### Exercise details
Extract each line of the material below that contains the word "blurred", copying every such line in full.

### Provided information
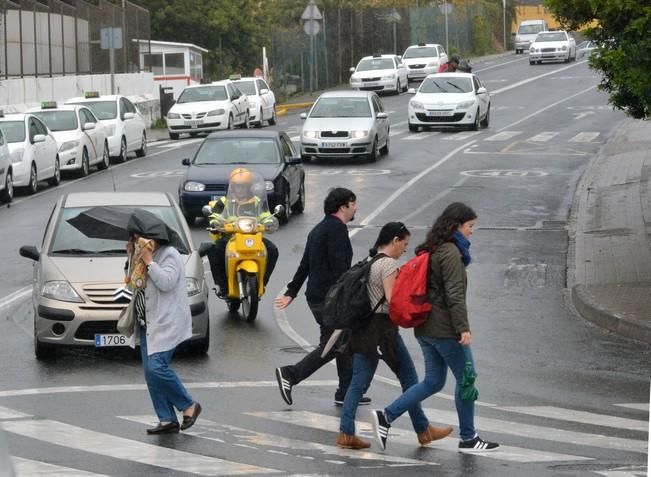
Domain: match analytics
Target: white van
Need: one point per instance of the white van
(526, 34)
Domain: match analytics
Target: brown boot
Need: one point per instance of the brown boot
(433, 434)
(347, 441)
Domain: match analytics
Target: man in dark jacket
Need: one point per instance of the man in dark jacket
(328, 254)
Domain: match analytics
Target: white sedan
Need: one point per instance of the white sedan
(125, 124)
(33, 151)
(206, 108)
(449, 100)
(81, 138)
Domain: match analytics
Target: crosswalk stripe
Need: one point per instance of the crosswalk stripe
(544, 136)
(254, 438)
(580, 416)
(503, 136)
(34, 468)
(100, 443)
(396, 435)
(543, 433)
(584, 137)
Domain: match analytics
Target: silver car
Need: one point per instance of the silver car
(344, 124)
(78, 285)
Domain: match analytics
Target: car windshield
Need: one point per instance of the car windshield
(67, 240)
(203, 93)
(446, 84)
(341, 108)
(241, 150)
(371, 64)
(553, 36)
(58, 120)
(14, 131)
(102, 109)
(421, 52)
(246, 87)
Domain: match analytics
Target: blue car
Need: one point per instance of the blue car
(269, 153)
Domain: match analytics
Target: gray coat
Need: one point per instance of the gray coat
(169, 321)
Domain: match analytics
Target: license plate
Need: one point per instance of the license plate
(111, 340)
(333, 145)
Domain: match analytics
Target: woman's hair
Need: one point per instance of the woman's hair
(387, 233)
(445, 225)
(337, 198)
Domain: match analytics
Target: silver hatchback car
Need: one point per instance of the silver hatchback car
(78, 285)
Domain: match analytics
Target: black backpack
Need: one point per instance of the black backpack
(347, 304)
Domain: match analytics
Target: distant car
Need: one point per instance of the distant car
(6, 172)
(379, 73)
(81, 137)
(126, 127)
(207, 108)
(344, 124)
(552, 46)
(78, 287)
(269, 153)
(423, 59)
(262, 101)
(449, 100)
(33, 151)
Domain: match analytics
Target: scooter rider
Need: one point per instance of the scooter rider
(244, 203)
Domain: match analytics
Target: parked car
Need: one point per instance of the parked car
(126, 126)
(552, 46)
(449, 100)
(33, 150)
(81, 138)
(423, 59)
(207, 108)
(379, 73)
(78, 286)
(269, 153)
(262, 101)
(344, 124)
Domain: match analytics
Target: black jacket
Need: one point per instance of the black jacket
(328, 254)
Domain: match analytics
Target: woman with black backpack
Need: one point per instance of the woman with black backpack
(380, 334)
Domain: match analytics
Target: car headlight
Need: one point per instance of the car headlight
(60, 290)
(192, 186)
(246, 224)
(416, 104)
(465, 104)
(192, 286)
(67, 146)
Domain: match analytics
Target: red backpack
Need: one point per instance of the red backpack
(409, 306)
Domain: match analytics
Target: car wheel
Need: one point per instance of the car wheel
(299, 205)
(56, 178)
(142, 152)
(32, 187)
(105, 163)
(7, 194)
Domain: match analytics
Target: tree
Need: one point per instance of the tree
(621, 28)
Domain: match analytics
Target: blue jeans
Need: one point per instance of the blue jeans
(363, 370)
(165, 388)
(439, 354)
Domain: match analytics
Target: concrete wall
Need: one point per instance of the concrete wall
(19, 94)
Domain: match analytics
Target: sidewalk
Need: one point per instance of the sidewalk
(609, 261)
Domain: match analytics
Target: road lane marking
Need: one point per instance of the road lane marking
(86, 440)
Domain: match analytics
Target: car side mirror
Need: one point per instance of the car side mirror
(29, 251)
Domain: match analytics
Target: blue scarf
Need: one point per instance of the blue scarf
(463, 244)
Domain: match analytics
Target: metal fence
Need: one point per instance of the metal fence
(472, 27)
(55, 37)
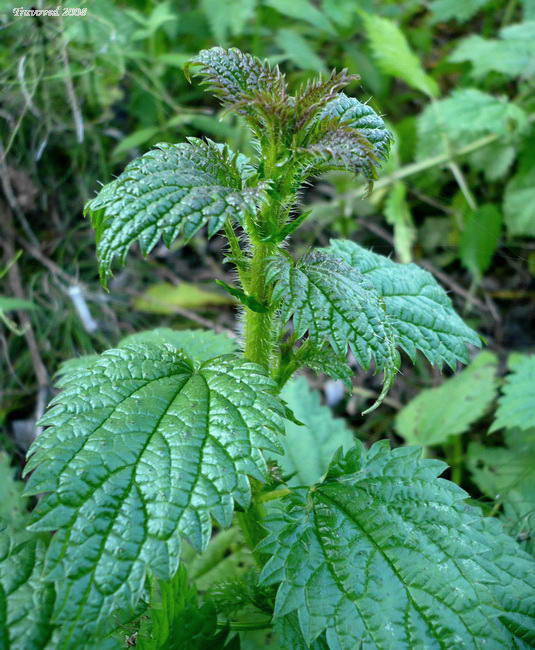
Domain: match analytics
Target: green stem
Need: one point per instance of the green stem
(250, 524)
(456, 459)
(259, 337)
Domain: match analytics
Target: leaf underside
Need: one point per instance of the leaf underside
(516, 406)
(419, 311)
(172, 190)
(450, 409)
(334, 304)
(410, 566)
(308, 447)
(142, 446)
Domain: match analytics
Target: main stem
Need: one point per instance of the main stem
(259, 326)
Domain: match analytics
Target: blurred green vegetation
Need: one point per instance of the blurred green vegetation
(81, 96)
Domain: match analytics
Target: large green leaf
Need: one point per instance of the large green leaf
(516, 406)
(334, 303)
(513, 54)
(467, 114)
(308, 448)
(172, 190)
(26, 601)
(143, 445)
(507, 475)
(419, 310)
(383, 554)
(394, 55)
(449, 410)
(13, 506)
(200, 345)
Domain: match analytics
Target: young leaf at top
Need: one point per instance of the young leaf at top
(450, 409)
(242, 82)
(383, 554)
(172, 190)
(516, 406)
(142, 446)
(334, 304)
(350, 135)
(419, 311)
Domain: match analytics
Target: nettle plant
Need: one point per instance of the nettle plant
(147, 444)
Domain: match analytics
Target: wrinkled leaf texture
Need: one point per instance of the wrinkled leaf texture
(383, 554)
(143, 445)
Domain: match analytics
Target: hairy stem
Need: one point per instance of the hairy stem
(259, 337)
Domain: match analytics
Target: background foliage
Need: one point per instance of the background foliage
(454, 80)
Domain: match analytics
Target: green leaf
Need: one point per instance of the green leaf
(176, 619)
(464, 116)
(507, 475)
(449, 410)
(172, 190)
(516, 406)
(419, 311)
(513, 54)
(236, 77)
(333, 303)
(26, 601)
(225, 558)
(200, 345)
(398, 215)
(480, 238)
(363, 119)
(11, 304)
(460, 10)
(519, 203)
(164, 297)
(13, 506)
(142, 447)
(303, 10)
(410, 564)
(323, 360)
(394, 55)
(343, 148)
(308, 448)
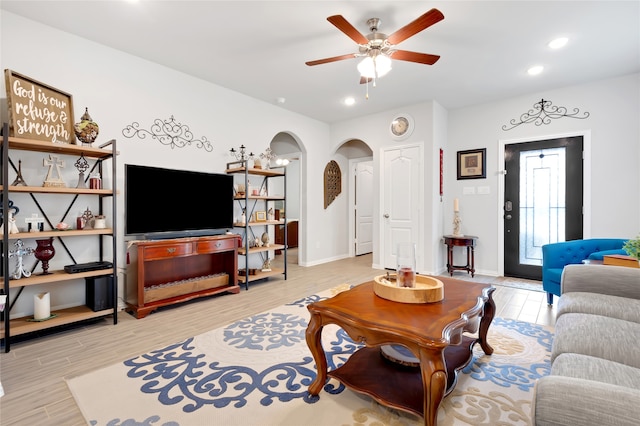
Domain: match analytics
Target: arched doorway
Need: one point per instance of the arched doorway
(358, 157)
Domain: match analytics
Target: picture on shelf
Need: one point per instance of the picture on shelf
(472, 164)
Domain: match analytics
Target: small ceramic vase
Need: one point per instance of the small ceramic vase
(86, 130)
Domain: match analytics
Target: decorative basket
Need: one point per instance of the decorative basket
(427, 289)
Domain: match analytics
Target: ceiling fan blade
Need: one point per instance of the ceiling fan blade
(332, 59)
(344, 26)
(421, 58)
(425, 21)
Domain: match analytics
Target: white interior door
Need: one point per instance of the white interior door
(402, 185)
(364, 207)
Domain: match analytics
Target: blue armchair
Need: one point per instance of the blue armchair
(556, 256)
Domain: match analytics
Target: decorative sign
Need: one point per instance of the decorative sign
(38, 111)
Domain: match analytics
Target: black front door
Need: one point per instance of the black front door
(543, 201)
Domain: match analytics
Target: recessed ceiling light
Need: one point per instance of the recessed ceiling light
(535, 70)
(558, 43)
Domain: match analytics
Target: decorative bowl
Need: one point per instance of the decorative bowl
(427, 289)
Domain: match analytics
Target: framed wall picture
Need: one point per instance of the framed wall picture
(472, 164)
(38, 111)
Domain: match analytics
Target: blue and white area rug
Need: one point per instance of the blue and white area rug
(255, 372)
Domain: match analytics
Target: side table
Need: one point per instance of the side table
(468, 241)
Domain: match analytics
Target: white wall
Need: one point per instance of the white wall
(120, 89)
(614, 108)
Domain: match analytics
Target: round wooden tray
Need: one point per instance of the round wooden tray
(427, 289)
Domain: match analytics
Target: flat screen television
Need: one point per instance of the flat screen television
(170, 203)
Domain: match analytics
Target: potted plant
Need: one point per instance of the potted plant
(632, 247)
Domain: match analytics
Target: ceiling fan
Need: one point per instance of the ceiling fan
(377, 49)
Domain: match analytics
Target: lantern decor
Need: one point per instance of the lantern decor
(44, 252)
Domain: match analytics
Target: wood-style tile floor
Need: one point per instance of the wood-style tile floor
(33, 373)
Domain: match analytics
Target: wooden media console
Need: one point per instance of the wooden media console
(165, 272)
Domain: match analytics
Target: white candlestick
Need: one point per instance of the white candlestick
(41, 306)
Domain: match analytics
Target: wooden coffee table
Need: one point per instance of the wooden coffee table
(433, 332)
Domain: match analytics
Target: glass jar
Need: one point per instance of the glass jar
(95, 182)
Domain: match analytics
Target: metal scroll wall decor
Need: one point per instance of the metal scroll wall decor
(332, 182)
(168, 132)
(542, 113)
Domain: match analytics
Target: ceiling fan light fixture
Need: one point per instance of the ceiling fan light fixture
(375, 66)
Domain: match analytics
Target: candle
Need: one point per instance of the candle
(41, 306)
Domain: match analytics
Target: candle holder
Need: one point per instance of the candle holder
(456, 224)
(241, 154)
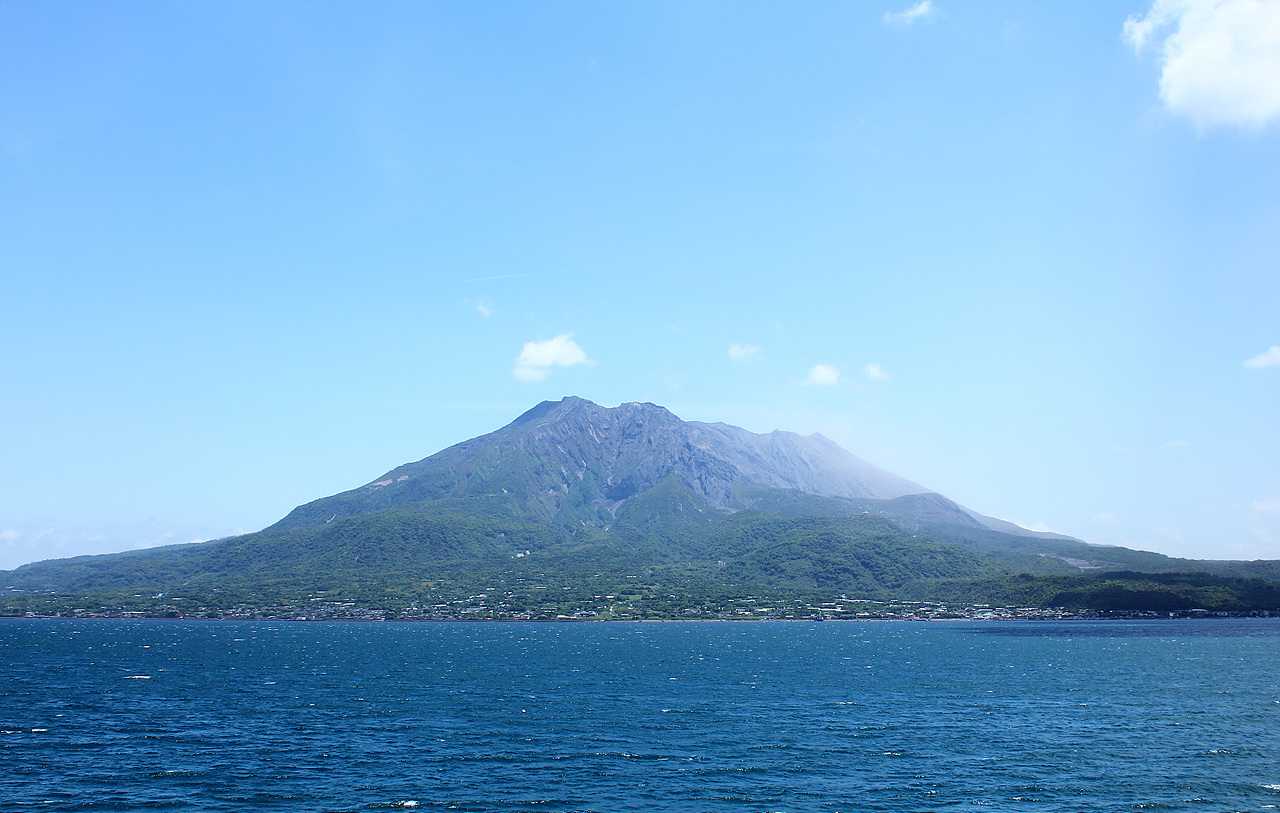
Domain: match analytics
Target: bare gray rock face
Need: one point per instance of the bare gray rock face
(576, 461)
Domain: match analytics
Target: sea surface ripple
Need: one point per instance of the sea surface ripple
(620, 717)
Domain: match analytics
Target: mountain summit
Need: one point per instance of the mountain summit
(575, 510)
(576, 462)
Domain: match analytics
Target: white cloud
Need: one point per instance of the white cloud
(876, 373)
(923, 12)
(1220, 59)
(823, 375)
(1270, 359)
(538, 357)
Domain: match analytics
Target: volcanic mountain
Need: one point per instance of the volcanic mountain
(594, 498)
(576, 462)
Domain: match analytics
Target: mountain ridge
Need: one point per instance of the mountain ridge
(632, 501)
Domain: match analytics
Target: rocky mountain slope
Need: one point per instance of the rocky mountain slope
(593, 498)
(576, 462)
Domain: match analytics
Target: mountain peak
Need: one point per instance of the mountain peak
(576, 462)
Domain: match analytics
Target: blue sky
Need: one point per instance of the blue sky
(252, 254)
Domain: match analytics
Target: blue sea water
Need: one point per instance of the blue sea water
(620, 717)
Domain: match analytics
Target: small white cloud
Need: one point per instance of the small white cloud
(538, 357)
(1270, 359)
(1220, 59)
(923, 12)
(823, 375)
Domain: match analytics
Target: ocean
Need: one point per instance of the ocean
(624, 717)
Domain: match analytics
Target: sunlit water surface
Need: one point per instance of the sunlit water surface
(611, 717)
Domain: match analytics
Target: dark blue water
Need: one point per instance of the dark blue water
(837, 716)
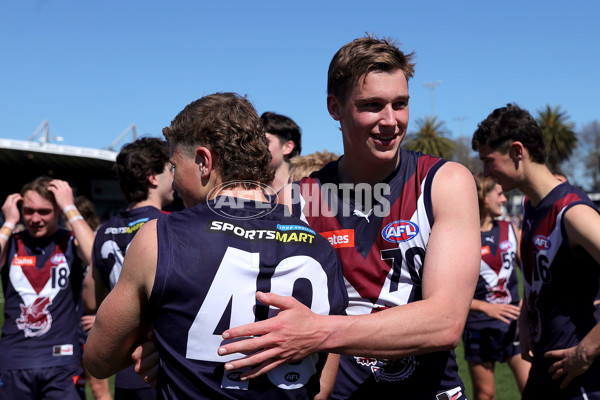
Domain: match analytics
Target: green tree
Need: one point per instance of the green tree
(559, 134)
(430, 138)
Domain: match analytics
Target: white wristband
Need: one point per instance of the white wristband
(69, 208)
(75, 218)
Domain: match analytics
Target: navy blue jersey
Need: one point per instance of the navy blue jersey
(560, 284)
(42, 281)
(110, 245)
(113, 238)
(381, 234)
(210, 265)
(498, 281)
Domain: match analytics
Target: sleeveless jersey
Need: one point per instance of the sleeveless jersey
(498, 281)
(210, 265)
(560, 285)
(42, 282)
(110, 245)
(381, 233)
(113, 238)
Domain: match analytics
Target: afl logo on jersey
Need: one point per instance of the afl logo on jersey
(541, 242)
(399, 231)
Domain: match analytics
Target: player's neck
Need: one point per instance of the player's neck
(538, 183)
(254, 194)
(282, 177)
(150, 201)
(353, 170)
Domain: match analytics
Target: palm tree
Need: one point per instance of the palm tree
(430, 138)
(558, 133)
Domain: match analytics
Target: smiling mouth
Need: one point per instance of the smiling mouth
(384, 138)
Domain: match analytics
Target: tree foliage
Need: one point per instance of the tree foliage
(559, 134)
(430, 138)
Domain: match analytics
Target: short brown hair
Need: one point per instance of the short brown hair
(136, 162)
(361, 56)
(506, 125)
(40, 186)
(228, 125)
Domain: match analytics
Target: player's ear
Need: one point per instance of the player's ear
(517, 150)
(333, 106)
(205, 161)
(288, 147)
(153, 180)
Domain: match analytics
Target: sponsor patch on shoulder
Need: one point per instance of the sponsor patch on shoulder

### Task solution
Target: blurred green vegetation
Need: one point per instance of the blurred green vegetation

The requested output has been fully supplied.